▸ **SHORT EXERCISE**:
Locate every line in the entries below that contains the word "yellow", and copy each of those lines.

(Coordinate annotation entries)
···

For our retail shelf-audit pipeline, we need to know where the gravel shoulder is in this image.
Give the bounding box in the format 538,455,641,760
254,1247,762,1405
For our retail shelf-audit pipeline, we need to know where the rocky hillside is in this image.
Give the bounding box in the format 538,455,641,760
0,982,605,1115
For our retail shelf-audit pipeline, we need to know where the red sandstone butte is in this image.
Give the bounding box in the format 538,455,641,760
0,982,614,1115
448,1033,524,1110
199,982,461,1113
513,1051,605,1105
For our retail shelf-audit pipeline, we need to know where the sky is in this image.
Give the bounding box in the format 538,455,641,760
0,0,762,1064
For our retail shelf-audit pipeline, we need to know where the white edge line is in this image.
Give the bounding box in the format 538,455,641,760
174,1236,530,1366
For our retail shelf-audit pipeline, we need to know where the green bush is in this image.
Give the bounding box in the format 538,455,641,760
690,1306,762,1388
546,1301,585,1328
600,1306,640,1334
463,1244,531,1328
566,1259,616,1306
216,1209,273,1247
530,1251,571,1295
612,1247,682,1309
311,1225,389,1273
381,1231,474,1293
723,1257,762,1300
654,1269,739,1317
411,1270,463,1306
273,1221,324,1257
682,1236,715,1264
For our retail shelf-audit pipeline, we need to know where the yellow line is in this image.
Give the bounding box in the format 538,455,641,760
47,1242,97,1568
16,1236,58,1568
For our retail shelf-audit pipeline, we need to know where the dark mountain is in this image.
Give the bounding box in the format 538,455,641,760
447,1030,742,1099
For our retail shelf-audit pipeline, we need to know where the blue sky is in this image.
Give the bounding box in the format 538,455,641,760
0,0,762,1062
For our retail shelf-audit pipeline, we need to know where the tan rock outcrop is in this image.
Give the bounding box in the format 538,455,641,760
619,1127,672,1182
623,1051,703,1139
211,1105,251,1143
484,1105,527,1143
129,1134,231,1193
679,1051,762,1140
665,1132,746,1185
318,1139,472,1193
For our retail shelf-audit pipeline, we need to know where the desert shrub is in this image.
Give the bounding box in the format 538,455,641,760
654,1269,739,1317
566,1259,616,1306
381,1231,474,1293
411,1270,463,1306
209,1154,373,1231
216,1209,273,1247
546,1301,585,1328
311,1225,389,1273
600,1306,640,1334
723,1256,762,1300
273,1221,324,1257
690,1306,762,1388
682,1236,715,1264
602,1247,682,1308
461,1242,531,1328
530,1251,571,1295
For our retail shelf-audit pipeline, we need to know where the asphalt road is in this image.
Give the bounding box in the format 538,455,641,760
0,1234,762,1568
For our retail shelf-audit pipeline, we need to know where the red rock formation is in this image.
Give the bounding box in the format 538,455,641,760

···

▸ **CORRECT RESPONSE**:
For our retail shelf-audit pipeline, we need to know where the yellow line is in this image.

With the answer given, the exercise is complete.